- TASK ITEM
In the records below, find the line containing "If you could point to the gate hinge" and print it and every line after it exactly, through the end. Skip pictures.

- EXERCISE INPUT
=== Section Start ===

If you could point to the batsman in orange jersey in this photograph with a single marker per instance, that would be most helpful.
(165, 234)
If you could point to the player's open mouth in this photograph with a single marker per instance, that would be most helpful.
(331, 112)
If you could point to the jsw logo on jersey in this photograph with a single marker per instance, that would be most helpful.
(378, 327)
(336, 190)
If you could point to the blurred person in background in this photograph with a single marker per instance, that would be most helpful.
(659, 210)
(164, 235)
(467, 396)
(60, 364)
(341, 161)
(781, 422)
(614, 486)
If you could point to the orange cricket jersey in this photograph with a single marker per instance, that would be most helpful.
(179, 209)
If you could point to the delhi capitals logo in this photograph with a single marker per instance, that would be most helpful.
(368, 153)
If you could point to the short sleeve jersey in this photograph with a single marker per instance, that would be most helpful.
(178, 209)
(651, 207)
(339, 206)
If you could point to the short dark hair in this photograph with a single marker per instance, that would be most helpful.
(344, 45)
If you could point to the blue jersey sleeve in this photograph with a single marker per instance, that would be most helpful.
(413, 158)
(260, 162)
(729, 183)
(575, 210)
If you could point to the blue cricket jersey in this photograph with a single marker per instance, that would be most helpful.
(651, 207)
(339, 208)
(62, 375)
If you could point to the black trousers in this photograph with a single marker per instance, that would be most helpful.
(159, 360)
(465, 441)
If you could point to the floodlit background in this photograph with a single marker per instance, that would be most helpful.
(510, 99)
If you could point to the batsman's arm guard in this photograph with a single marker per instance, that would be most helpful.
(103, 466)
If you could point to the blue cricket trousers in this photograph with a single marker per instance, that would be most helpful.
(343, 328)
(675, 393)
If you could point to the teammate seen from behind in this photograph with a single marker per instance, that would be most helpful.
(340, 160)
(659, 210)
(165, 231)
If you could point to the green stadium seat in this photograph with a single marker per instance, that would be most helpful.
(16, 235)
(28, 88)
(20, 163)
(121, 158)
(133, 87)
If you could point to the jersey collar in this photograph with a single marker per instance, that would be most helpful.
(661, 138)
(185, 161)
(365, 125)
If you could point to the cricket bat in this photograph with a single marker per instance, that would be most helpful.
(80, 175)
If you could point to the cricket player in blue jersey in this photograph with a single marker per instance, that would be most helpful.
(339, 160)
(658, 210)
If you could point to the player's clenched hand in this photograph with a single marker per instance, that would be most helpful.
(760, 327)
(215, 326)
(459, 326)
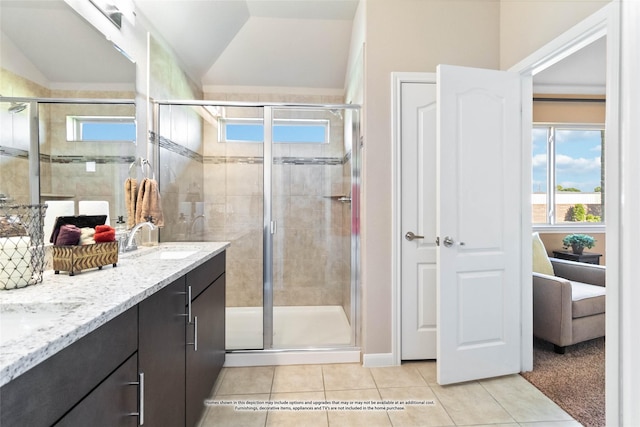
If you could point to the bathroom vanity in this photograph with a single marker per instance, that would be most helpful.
(137, 344)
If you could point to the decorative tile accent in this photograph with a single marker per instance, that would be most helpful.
(174, 147)
(63, 159)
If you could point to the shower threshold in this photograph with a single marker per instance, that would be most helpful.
(294, 327)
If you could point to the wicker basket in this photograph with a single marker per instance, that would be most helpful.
(21, 245)
(78, 258)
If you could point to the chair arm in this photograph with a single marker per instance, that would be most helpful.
(552, 319)
(579, 271)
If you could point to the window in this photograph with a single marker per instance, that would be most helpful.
(289, 131)
(568, 174)
(101, 128)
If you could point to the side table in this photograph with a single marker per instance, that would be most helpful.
(586, 257)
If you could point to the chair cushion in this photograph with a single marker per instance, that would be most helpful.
(541, 263)
(587, 300)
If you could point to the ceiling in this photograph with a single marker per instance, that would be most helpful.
(279, 43)
(294, 43)
(77, 54)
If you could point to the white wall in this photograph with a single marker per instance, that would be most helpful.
(405, 35)
(526, 26)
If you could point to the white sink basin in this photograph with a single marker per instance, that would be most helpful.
(168, 253)
(18, 321)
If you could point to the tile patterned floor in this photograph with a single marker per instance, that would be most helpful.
(278, 396)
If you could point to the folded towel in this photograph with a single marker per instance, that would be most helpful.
(148, 203)
(105, 236)
(87, 232)
(68, 235)
(102, 228)
(130, 198)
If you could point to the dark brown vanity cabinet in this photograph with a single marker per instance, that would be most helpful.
(140, 368)
(181, 345)
(205, 334)
(89, 383)
(161, 354)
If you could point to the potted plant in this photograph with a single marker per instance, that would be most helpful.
(577, 242)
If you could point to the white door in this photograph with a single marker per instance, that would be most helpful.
(479, 212)
(418, 250)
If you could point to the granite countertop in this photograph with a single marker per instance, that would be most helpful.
(40, 320)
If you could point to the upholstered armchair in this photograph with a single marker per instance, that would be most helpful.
(569, 303)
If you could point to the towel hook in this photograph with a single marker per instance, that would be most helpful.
(142, 162)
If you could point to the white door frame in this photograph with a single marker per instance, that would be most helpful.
(397, 79)
(605, 21)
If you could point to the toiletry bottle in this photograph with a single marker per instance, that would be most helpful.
(149, 236)
(121, 233)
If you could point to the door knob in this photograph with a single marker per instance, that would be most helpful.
(448, 242)
(411, 236)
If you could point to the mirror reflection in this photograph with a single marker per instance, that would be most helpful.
(83, 156)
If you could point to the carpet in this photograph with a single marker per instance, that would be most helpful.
(574, 380)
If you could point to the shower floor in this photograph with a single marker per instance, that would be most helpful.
(293, 327)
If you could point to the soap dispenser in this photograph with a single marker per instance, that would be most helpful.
(121, 233)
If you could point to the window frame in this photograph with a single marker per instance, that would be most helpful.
(75, 127)
(551, 224)
(223, 122)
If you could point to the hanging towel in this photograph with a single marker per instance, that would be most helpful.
(130, 198)
(148, 203)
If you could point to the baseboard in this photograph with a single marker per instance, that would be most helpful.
(276, 358)
(377, 360)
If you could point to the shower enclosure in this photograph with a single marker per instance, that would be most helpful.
(280, 182)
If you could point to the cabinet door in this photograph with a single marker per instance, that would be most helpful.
(161, 349)
(205, 347)
(114, 403)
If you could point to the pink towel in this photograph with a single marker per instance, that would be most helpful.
(148, 203)
(68, 235)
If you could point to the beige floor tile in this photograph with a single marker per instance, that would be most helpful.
(522, 400)
(347, 377)
(572, 423)
(428, 370)
(398, 376)
(257, 379)
(358, 413)
(238, 412)
(292, 413)
(298, 378)
(470, 403)
(431, 413)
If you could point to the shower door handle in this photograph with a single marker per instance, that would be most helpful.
(410, 236)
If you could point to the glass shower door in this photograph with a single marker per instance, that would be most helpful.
(311, 211)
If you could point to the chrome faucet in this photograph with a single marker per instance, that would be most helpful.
(192, 226)
(130, 244)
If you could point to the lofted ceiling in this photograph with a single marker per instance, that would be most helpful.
(293, 43)
(62, 46)
(279, 43)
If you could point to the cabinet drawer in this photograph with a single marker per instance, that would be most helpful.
(114, 403)
(205, 274)
(40, 396)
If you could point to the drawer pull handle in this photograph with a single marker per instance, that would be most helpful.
(140, 384)
(195, 334)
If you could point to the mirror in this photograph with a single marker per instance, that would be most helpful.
(49, 51)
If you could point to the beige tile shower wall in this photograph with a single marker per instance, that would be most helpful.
(14, 133)
(346, 241)
(312, 244)
(181, 174)
(64, 178)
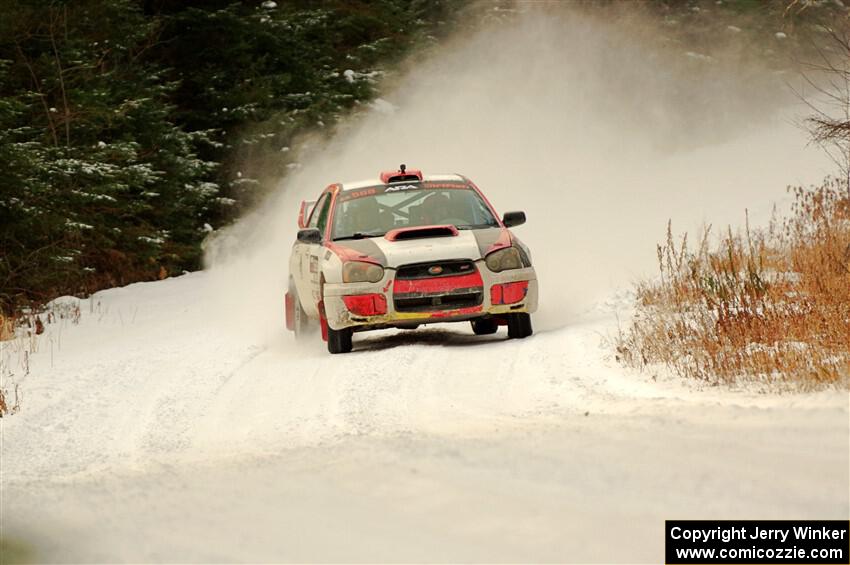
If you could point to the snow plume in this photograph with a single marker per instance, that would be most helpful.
(595, 125)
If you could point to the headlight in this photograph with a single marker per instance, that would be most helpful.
(360, 271)
(504, 259)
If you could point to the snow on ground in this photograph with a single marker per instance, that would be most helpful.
(155, 432)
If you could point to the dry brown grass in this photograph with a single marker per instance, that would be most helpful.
(770, 305)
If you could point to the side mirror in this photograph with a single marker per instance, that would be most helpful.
(310, 235)
(511, 219)
(304, 212)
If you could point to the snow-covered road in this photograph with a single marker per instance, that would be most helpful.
(151, 431)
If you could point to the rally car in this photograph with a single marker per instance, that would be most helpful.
(403, 250)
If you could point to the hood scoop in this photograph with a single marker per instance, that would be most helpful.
(421, 232)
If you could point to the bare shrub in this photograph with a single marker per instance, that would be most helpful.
(771, 305)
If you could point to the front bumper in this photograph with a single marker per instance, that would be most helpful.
(339, 316)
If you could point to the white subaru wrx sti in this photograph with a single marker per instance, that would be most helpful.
(405, 250)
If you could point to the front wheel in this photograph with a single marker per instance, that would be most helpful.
(339, 341)
(519, 325)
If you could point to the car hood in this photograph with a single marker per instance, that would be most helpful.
(467, 244)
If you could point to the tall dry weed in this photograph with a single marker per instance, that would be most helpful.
(770, 305)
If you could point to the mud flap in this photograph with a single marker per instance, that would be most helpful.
(323, 320)
(289, 308)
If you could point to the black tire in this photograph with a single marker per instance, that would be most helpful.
(301, 324)
(339, 341)
(484, 326)
(519, 325)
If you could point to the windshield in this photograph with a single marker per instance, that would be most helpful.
(374, 211)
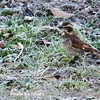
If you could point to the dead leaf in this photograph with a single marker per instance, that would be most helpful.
(1, 44)
(58, 13)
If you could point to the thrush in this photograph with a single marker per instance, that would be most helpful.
(72, 44)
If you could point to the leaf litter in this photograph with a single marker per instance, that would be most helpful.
(28, 68)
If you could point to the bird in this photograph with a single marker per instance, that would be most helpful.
(72, 44)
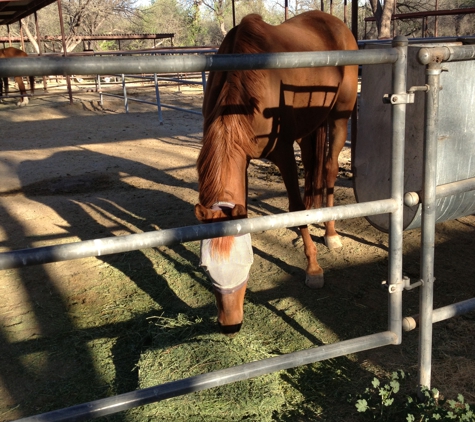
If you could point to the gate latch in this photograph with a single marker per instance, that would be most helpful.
(404, 98)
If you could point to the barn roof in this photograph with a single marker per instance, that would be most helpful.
(14, 10)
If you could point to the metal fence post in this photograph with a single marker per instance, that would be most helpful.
(428, 222)
(395, 280)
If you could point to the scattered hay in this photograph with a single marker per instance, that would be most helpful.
(184, 347)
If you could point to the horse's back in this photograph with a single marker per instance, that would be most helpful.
(309, 31)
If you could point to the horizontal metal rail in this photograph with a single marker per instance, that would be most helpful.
(441, 314)
(209, 380)
(447, 54)
(39, 66)
(442, 191)
(126, 243)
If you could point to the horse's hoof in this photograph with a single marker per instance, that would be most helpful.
(314, 281)
(333, 242)
(230, 330)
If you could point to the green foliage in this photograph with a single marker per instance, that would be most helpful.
(381, 402)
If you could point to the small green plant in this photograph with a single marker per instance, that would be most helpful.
(382, 402)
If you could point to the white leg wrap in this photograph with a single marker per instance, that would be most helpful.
(333, 242)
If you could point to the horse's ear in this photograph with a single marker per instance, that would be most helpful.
(202, 213)
(239, 211)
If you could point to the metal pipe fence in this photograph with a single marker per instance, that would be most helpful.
(393, 205)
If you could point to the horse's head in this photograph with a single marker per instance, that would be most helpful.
(227, 262)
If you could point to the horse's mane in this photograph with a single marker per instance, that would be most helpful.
(228, 134)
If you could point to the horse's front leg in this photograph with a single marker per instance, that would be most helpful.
(284, 159)
(338, 132)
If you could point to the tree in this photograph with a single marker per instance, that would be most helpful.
(382, 14)
(81, 17)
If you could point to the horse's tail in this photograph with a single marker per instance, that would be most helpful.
(32, 84)
(315, 171)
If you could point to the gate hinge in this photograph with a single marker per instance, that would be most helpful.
(404, 284)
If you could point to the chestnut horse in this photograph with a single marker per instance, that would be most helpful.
(260, 114)
(11, 52)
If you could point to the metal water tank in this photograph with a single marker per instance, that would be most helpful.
(456, 137)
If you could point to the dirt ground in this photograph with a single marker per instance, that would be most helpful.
(84, 171)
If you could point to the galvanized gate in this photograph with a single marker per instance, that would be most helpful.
(398, 97)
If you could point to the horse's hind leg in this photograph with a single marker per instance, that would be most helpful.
(21, 86)
(338, 132)
(283, 157)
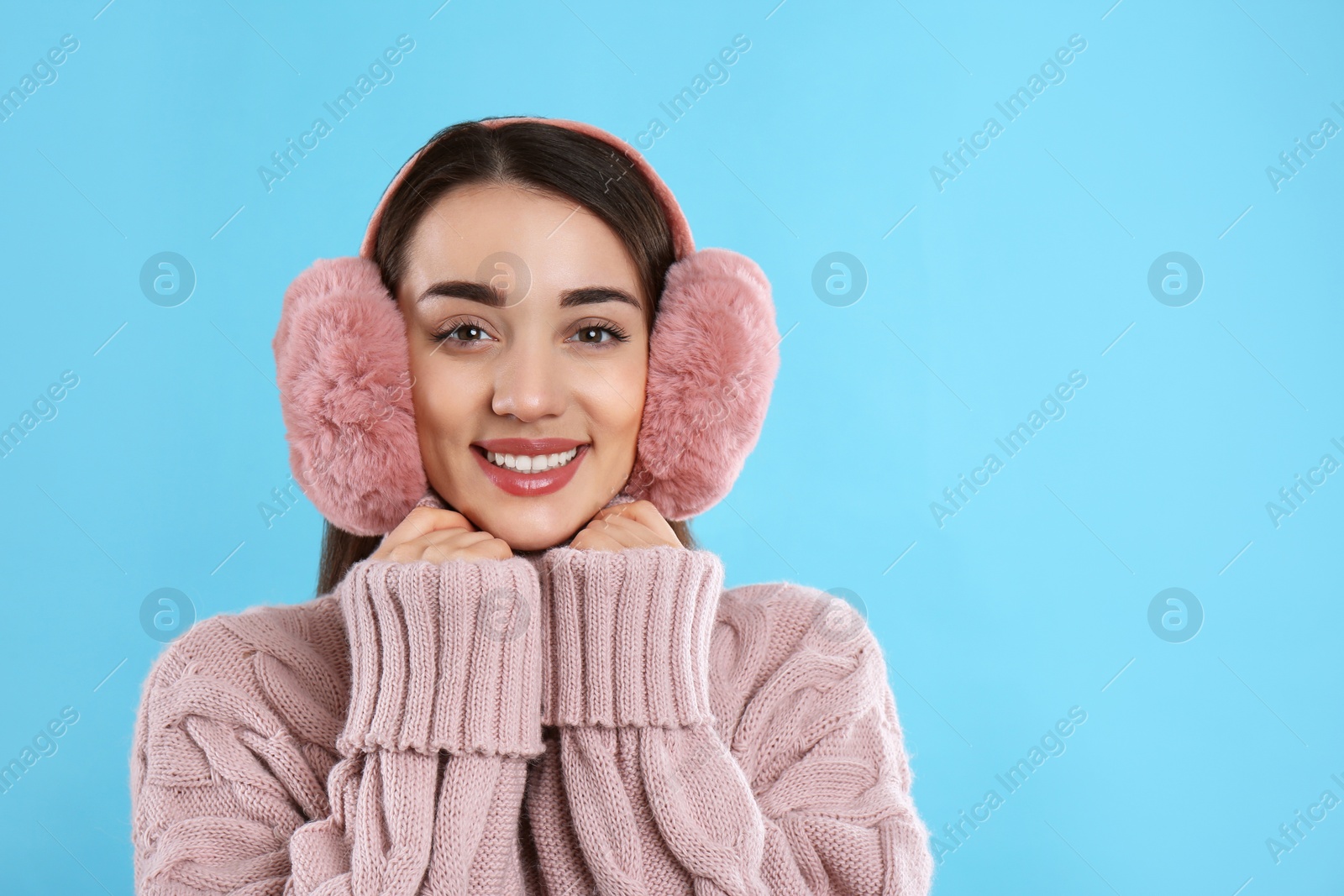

=== Section End ===

- WRITTEN SOLUTION
If you could point to the gate hinge in this photograph with a single marker per instance, that would be most helpful.
(404, 284)
If you could point to the chestnut horse in this photograph with a single marker per instance, that would be most helpful.
(260, 114)
(11, 52)
If you could point to the metal water tank in this photograph with a single marker per instance, that would be most helpful.
(456, 137)
If you could point to the dirt ground in this photograph with a single marker per instance, that would be most helpful.
(84, 171)
If you could point to the galvanized gate in this photograph with a single marker per instance, that would be most helpful.
(398, 97)
If you could point to the horse's hind leg in this photograph with a single marker per instance, that would be most helpful.
(21, 86)
(338, 132)
(283, 157)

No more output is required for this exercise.